WORK TO BE COMPLETED
Report how many of the lines below contain the word "open". Give only the number.

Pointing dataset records
------------------------------------------------------------------------

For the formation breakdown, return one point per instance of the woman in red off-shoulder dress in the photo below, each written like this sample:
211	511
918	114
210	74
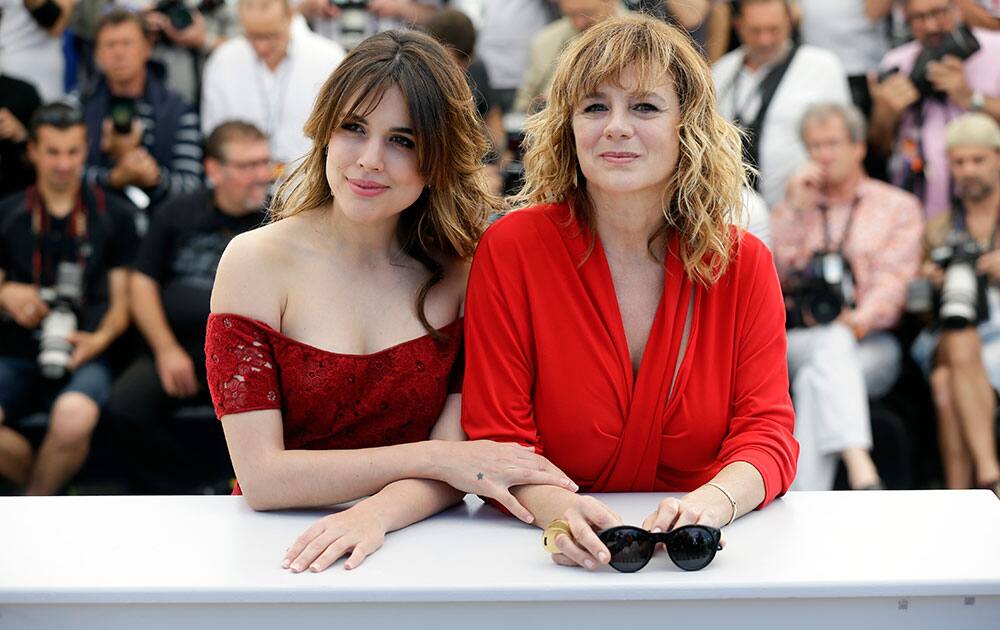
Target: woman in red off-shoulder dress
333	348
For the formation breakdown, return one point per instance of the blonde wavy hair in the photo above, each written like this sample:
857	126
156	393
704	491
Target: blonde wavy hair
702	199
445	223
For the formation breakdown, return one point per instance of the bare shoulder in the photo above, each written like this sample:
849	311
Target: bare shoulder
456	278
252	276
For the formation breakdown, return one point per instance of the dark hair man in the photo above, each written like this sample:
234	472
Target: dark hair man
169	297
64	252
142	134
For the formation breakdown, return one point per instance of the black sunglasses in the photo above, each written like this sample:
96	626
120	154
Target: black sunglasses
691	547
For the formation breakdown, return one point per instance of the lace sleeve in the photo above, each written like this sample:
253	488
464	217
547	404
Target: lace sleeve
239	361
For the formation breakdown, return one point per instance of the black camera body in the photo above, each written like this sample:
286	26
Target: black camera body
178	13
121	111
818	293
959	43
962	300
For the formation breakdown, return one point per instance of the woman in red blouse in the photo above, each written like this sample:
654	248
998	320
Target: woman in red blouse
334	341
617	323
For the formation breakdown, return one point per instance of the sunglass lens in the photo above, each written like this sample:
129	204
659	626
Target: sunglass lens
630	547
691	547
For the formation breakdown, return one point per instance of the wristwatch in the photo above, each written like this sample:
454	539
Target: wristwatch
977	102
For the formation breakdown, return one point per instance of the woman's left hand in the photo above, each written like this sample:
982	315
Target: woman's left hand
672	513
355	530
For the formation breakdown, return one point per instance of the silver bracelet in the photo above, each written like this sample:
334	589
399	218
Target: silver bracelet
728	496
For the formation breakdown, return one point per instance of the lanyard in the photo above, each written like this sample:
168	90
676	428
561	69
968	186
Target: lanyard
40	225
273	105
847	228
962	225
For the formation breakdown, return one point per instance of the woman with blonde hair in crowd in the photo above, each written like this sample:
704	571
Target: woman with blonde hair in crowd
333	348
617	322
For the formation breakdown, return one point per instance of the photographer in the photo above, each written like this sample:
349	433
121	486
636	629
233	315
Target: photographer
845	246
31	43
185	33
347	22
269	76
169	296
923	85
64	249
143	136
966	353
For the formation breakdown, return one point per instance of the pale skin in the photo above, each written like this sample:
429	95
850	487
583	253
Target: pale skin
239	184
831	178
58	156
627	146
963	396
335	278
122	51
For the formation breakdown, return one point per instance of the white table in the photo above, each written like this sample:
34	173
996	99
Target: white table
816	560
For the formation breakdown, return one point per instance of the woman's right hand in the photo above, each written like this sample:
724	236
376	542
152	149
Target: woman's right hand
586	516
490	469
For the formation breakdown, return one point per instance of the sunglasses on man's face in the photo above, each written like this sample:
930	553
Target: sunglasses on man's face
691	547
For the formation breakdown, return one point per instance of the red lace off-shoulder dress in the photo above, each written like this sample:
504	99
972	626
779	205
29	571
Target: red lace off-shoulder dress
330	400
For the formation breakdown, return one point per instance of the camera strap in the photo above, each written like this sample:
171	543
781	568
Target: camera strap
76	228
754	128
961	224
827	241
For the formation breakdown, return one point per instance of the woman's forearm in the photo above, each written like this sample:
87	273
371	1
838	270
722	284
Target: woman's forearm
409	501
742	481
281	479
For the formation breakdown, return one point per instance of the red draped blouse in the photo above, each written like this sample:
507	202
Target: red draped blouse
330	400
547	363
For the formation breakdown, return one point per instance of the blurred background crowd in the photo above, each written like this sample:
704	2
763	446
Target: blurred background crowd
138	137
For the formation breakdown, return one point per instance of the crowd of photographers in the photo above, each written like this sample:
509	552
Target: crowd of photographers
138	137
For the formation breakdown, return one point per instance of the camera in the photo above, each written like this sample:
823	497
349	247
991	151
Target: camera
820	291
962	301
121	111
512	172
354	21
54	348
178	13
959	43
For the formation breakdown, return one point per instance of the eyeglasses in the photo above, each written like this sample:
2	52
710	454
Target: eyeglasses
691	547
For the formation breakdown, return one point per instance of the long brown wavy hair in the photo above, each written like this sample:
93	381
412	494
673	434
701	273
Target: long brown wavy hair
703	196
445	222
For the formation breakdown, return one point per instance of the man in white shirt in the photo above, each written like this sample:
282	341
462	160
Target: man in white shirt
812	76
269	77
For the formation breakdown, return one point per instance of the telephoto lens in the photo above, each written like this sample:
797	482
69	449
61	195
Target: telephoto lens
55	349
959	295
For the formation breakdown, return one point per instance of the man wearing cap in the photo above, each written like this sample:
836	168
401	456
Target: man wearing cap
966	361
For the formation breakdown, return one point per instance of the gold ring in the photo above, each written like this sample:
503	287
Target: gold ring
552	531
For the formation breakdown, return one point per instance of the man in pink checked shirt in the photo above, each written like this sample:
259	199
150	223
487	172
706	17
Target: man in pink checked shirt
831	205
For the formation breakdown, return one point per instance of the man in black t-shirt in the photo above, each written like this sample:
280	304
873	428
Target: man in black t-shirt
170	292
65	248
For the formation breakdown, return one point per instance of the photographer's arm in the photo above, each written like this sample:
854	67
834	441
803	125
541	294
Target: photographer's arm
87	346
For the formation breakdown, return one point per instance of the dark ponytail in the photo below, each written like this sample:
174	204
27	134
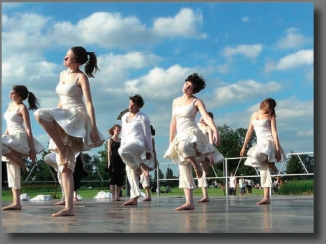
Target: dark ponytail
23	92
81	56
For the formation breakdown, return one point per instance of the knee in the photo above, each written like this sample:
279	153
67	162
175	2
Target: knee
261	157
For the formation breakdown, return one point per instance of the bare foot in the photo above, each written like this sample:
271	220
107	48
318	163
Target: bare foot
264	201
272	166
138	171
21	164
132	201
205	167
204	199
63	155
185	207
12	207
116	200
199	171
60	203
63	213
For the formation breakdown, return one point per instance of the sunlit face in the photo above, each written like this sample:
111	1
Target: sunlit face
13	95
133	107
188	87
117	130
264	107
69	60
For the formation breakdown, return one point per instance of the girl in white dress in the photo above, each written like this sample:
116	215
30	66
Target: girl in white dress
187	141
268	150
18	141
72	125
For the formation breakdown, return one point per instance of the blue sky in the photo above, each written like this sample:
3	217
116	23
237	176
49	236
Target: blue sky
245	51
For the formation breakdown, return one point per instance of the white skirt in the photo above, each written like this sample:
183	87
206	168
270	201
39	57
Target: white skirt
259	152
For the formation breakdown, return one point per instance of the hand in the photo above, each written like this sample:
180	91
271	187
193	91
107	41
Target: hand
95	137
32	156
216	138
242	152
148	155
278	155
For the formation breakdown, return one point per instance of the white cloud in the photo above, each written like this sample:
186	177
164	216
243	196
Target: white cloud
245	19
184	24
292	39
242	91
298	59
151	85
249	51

------------------------------------------------------------------------

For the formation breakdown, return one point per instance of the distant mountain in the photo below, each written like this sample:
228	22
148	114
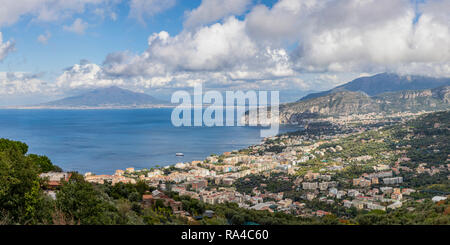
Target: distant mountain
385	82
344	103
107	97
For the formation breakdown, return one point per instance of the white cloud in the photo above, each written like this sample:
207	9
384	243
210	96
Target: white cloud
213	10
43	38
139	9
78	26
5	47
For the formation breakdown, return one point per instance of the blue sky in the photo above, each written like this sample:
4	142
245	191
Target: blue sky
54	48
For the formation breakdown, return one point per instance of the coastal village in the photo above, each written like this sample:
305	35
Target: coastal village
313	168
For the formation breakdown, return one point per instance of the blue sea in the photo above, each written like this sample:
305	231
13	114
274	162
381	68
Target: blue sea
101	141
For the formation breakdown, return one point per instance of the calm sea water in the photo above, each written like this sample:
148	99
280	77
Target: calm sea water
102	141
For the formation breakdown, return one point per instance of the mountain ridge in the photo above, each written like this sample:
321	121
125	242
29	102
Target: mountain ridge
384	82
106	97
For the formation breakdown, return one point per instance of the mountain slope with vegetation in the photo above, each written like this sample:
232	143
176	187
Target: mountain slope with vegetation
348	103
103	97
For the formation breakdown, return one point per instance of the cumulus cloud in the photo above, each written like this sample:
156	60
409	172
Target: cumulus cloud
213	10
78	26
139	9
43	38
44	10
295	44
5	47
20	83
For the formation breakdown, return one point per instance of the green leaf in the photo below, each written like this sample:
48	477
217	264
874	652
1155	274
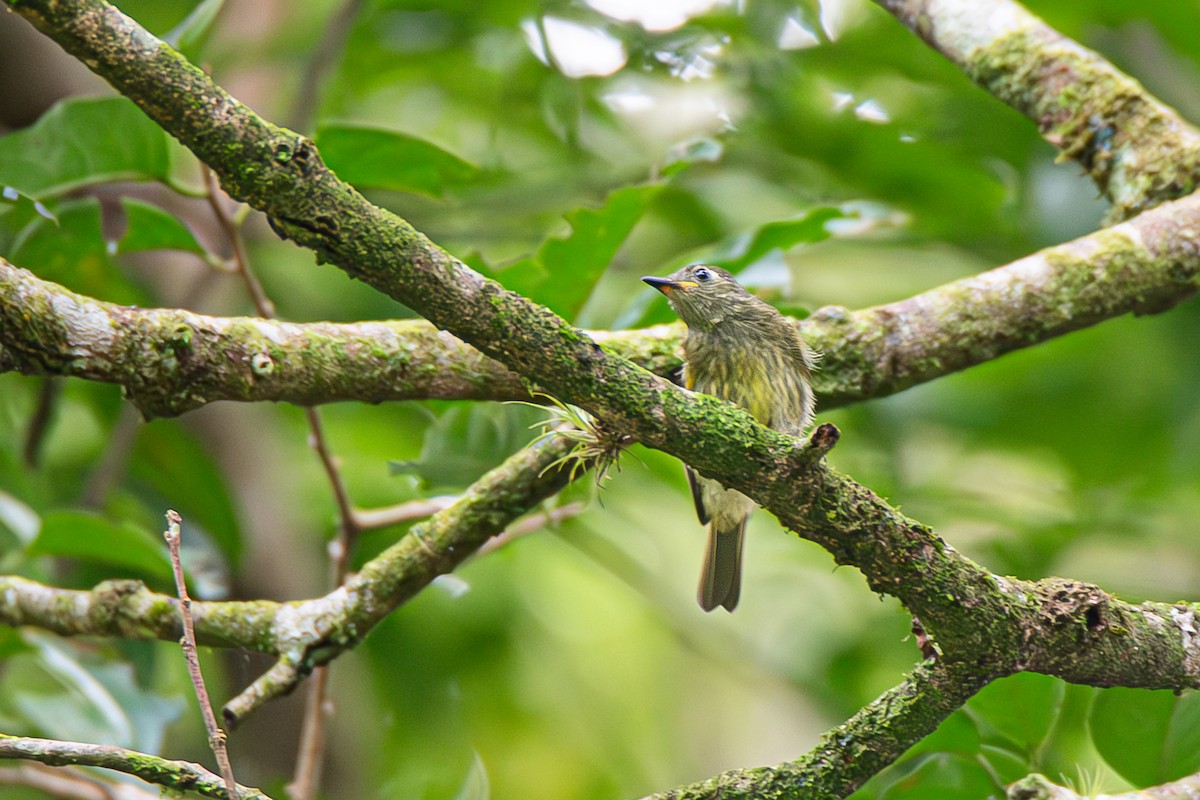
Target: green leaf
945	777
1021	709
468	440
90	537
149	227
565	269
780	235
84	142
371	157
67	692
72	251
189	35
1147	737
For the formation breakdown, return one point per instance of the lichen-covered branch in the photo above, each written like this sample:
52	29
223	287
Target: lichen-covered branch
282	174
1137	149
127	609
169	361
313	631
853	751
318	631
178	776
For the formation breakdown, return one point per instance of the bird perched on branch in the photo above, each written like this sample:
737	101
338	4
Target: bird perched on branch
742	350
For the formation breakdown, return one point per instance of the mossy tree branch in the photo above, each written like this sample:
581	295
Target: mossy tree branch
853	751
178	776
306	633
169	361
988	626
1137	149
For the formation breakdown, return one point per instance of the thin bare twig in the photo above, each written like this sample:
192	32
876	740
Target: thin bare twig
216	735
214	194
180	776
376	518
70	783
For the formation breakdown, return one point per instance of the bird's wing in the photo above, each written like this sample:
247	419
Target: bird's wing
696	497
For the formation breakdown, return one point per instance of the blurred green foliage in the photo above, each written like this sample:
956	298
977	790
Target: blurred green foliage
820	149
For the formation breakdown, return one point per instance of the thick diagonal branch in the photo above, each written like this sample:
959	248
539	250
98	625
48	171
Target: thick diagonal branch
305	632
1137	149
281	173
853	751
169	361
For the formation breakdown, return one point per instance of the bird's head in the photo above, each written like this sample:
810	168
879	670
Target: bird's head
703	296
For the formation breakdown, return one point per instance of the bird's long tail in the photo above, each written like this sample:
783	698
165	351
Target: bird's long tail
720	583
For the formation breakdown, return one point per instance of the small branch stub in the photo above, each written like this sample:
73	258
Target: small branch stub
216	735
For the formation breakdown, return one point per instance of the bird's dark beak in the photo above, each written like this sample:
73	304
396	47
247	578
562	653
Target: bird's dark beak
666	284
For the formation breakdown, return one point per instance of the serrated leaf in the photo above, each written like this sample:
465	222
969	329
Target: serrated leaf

------------------------------------------------------------------------

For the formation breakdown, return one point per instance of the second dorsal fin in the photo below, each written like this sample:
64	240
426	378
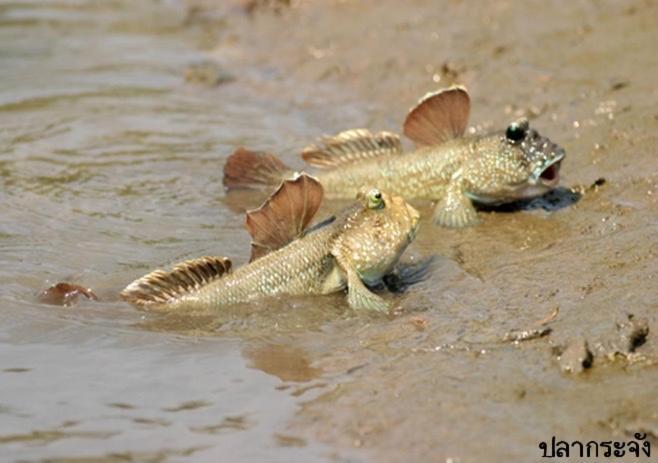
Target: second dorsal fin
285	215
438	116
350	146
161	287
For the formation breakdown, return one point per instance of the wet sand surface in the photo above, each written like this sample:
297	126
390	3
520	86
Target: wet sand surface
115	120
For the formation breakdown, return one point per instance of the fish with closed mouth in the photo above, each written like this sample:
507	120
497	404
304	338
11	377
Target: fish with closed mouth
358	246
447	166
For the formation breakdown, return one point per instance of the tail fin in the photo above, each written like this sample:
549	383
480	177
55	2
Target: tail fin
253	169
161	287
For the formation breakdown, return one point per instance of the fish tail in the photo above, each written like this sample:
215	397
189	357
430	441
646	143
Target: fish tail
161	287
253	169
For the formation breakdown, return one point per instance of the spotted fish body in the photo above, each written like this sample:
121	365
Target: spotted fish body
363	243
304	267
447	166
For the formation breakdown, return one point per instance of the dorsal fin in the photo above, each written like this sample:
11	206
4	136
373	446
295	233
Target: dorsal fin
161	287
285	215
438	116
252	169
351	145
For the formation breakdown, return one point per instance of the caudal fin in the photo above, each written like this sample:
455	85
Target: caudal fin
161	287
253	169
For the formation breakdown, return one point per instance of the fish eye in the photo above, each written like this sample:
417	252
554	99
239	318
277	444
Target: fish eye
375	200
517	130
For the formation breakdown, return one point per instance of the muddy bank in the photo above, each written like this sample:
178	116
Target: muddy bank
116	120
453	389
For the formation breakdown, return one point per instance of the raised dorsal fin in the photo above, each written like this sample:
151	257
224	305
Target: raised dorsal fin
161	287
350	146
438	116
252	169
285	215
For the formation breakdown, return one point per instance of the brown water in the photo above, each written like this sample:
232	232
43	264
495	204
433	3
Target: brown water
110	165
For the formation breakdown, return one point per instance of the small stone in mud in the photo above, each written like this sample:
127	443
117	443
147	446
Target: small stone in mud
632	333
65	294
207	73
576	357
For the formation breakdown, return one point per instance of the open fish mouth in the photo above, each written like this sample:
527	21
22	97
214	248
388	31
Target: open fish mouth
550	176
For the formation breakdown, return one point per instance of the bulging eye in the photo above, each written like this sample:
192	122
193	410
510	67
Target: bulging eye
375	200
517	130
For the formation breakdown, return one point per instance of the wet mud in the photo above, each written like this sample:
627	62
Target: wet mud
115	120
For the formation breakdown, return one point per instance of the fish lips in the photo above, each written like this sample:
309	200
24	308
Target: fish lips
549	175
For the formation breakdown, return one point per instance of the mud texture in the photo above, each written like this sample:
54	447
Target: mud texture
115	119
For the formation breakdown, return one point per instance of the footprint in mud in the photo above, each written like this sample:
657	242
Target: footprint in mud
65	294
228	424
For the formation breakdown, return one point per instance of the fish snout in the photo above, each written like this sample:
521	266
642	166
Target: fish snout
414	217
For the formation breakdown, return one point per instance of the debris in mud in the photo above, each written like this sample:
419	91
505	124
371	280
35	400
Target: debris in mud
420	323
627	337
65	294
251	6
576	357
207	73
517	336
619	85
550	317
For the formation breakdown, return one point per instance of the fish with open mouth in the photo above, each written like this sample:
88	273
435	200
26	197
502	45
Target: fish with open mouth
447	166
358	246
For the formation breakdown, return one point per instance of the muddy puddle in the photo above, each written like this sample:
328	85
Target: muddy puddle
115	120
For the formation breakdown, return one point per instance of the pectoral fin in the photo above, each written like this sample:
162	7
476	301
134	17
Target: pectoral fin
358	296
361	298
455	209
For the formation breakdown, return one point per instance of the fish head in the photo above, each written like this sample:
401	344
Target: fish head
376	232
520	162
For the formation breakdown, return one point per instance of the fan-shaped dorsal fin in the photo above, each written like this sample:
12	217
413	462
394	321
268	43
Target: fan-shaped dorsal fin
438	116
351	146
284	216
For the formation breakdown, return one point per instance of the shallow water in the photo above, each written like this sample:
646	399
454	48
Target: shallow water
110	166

------------------------------------------------------------------------

RESULT
4